EXERCISE MATERIALS section start

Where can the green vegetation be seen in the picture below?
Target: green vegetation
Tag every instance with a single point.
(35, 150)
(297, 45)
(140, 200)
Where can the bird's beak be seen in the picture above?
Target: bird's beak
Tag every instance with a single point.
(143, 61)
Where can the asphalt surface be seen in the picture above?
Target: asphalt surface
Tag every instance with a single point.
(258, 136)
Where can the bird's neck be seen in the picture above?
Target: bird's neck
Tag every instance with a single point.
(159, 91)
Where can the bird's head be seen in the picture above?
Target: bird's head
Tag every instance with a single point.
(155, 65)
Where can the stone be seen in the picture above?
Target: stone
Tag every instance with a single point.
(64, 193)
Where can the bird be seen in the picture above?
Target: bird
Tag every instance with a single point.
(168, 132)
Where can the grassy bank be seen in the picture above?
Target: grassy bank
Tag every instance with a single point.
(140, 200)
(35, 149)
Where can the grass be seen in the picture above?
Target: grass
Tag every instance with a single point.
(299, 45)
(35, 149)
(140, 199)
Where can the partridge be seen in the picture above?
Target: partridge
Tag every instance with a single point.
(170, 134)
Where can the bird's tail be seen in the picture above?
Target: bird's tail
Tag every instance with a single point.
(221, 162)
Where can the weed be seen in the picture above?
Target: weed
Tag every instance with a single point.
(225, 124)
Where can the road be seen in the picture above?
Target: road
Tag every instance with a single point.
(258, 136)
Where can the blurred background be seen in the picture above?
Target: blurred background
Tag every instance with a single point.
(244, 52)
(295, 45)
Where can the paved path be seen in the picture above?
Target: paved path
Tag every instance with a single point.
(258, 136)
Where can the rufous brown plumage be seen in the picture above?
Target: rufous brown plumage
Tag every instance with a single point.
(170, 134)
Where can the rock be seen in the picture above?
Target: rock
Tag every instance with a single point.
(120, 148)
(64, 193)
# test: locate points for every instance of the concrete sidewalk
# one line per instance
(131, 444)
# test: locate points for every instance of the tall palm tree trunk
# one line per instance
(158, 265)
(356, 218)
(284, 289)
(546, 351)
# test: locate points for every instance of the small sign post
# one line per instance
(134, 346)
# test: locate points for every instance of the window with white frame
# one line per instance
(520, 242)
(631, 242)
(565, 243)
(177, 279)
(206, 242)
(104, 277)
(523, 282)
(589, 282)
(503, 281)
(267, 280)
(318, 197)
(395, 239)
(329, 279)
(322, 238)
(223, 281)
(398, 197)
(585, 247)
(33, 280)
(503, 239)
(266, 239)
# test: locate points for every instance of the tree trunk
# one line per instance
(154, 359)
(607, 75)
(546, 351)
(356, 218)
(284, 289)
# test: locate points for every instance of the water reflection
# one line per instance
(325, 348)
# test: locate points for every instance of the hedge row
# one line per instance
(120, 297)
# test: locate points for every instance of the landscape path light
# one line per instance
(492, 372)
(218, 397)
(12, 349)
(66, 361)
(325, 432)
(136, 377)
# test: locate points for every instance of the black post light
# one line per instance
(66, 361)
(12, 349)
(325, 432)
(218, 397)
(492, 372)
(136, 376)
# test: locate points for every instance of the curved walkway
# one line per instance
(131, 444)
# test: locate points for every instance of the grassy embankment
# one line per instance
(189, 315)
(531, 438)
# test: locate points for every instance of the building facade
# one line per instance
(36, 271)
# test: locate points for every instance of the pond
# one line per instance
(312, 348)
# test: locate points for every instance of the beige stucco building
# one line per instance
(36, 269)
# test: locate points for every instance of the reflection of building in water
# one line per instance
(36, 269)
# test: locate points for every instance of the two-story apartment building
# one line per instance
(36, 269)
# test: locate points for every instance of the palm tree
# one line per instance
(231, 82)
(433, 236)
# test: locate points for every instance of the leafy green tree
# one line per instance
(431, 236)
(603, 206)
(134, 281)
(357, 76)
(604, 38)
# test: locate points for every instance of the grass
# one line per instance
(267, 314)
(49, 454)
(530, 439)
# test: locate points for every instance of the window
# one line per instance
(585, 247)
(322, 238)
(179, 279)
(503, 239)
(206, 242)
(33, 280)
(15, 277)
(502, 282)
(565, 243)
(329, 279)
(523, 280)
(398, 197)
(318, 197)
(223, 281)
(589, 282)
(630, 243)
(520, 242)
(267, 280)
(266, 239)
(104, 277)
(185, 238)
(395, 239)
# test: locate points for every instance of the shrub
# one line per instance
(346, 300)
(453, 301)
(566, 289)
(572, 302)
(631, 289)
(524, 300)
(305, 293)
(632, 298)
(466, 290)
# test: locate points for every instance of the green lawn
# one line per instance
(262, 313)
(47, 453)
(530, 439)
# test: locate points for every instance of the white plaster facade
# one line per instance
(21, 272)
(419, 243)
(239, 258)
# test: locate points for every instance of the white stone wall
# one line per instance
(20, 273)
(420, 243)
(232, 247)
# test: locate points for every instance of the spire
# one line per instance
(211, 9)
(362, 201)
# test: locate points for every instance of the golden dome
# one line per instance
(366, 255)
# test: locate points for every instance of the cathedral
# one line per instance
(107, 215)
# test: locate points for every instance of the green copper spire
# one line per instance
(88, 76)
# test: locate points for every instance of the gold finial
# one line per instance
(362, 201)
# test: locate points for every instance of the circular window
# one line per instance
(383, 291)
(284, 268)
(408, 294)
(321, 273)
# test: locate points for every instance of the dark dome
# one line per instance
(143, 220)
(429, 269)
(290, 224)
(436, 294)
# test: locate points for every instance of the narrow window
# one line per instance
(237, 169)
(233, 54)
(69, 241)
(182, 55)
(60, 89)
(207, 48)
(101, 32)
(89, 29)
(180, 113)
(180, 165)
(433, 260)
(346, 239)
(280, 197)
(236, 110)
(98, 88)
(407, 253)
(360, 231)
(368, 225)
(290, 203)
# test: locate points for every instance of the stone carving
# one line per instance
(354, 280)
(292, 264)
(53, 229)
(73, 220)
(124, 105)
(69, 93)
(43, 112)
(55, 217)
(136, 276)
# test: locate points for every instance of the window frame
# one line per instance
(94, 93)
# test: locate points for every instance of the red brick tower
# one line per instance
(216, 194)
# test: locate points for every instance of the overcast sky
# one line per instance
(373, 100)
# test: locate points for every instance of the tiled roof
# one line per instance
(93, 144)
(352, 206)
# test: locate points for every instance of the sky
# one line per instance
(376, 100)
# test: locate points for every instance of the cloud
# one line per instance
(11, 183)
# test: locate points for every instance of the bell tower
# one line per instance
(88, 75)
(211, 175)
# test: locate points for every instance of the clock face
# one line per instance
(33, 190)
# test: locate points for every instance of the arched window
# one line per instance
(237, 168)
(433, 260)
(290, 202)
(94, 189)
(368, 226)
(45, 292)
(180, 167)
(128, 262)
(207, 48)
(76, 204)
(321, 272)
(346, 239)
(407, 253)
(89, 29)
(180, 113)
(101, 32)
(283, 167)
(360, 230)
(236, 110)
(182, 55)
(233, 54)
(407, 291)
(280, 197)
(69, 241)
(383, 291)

EXERCISE MATERIALS section end

Output the data once more, exactly as given.

Where can the green vegetation be seen in the picture below?
Target: green vegetation
Tag every instance with a single point.
(35, 150)
(297, 45)
(140, 200)
Where can the bird's beak be seen in the picture above?
Target: bird's beak
Tag every instance with a single point.
(143, 61)
Where can the asphalt surface be seen in the picture above?
Target: asphalt surface
Tag every instance with a single point.
(258, 136)
Where can the bird's neck be seen in the picture above?
Target: bird's neck
Tag every instance with a single point.
(159, 91)
Where can the bird's head be seen in the picture above?
Target: bird's head
Tag every instance with a single point.
(155, 65)
Where can the stone be seen in the picture above?
Target: stone
Tag every instance with a single point.
(64, 193)
Where can the bird be seen in the picture above?
Target: bird
Tag every instance with a single point.
(168, 132)
Where can the grassy bank be seen in the picture above?
Target: grassy bank
Tag every instance with a single point.
(140, 200)
(35, 149)
Where can the grass be seen in the picture above?
Target: grass
Tag every instance with a single point.
(299, 45)
(35, 149)
(140, 199)
Where can the partridge be seen in the picture above?
Target: partridge
Tag every instance with a single point.
(170, 134)
Where can the bird's tail be seen in the picture above?
Target: bird's tail
Tag every instance with a single point.
(221, 162)
Where can the weed be seen in the picture above?
Target: weed
Tag every instance with a single point.
(225, 124)
Where can the road be seen in the picture above?
Target: road
Tag every instance with a single point.
(258, 136)
Where can the blurred background be seen in the picture above?
Target: blurred background
Tag every instance with a single point.
(244, 52)
(295, 45)
Where can the paved path be seen in the picture above?
Target: paved path
Tag every instance with a single point.
(258, 136)
Where can the rufous brown plumage be seen in the picture above?
Target: rufous brown plumage
Tag every instance with a single point.
(170, 134)
Where can the rock be seen in the picture above?
Target: rock
Tag every instance with a single point.
(120, 148)
(64, 193)
# test: locate points for every instance of the concrete sidewalk
# one line per instance
(131, 444)
# test: locate points for every instance of the tall palm tree trunk
# one line per instance
(158, 265)
(356, 218)
(284, 289)
(546, 351)
# test: locate points for every instance of the small sign post
# one line per instance
(134, 346)
# test: locate points for every instance of the window with white frame
# one line per instance
(520, 242)
(631, 242)
(565, 243)
(177, 279)
(206, 242)
(104, 277)
(523, 282)
(589, 282)
(503, 281)
(267, 280)
(318, 197)
(395, 239)
(329, 279)
(322, 238)
(223, 281)
(398, 197)
(585, 247)
(33, 280)
(503, 239)
(266, 239)
# test: locate points for every instance of the tree trunk
# one line per instance
(154, 359)
(607, 75)
(546, 351)
(356, 218)
(284, 289)
# test: locate points for every instance of the water reflection
# one line per instance
(325, 348)
# test: locate points for every instance of the hedge row
# one line per instance
(120, 297)
# test: locate points for every instance of the landscape path light
# one line per instance
(492, 372)
(218, 397)
(12, 349)
(66, 361)
(325, 432)
(136, 377)
# test: locate points for every instance of the black post light
# one line per instance
(66, 361)
(12, 349)
(325, 432)
(218, 397)
(492, 372)
(136, 376)
# test: locate points for every instance of the curved walkway
# one line per instance
(131, 444)
# test: locate points for every instance of the grassy embankment
# one line per instance
(189, 315)
(531, 438)
# test: locate points for every instance of the building facade
# one line per instance
(36, 271)
# test: locate points for every instance of the pond
# one line per instance
(312, 348)
# test: locate points for every instance of the beige stucco building
# one line per instance
(36, 269)
# test: locate points for every instance of the reflection of building in water
# one line per instance
(36, 269)
# test: locate points for every instance of the two-story apartment building
# one line per instance
(36, 269)
# test: locate points for every instance of the palm tree
# one line per instance
(231, 82)
(433, 236)
# test: locate points for every instance of the leafy green tree
# one line per instance
(431, 236)
(603, 206)
(134, 281)
(357, 76)
(604, 38)
# test: locate points for every instance of the grass
# one line per instance
(267, 314)
(49, 454)
(530, 439)
# test: locate points for every instance of the window
# one line per instance
(585, 247)
(322, 238)
(179, 279)
(503, 239)
(206, 242)
(33, 280)
(15, 277)
(502, 282)
(565, 243)
(329, 279)
(523, 280)
(398, 197)
(318, 197)
(223, 281)
(589, 282)
(630, 243)
(520, 242)
(267, 280)
(266, 239)
(104, 277)
(185, 238)
(395, 239)
# test: locate points for every instance of the shrub
# one line per instance
(346, 300)
(453, 301)
(566, 289)
(572, 302)
(631, 289)
(524, 300)
(305, 293)
(632, 298)
(466, 290)
# test: locate points for every instance of the green lawn
# one line per instance
(262, 313)
(47, 453)
(530, 439)
# test: locate points for every instance of the white plaster facade
# one line per instance
(21, 272)
(419, 243)
(239, 258)
# test: locate points for every instance of the white stone wall
# one line per instance
(20, 273)
(420, 243)
(232, 247)
# test: locate points for every instance of the spire
# one line per instance
(211, 9)
(362, 201)
# test: locate points for every instance of the golden dome
# one line per instance
(366, 255)
# test: locate points for every instance of the cathedral
# one line per instance
(107, 215)
# test: locate points for every instance of the green copper spire
# one line per instance
(88, 76)
# test: locate points for every instance of the gold finial
# one line per instance
(362, 201)
# test: locate points for every instance of the circular window
# one line per instance
(383, 291)
(284, 268)
(408, 294)
(321, 273)
# test: locate points for every instance of the dark dome
# one line per instance
(143, 220)
(429, 269)
(290, 224)
(436, 294)
# test: locate points for every instance of the narrow window
# one line per instance
(237, 169)
(233, 54)
(69, 241)
(182, 55)
(60, 89)
(207, 48)
(101, 32)
(89, 29)
(180, 113)
(180, 165)
(433, 260)
(346, 239)
(280, 197)
(236, 110)
(98, 88)
(407, 253)
(360, 231)
(368, 225)
(290, 203)
# test: locate points for every instance of the stone carving
# one line per instance
(354, 280)
(292, 264)
(53, 229)
(73, 220)
(124, 105)
(69, 93)
(43, 112)
(55, 217)
(136, 276)
# test: locate points for every instance of the window frame
# one line per instance
(94, 93)
# test: locate points for every instance of the red brick tower
# one line per instance
(216, 194)
# test: locate points for every instance of the overcast sky
# one line per instance
(373, 100)
# test: locate points for every instance of the tiled roof
# one line per instance
(93, 144)
(352, 206)
# test: locate points for every instance of the sky
# one line per instance
(376, 100)
# test: locate points for every instance of the cloud
# one line per instance
(11, 183)
# test: locate points for every instance of the bell tower
# one line per instance
(88, 75)
(211, 175)
# test: locate points for every instance of the clock face
# one line per instance
(33, 190)
# test: locate points for every instance of the arched window
# one line per instance
(237, 168)
(433, 260)
(290, 202)
(94, 189)
(368, 226)
(45, 292)
(180, 167)
(128, 262)
(207, 48)
(76, 204)
(321, 272)
(346, 239)
(407, 253)
(89, 29)
(180, 113)
(101, 32)
(283, 167)
(360, 230)
(236, 110)
(182, 55)
(233, 54)
(407, 291)
(280, 197)
(69, 241)
(383, 291)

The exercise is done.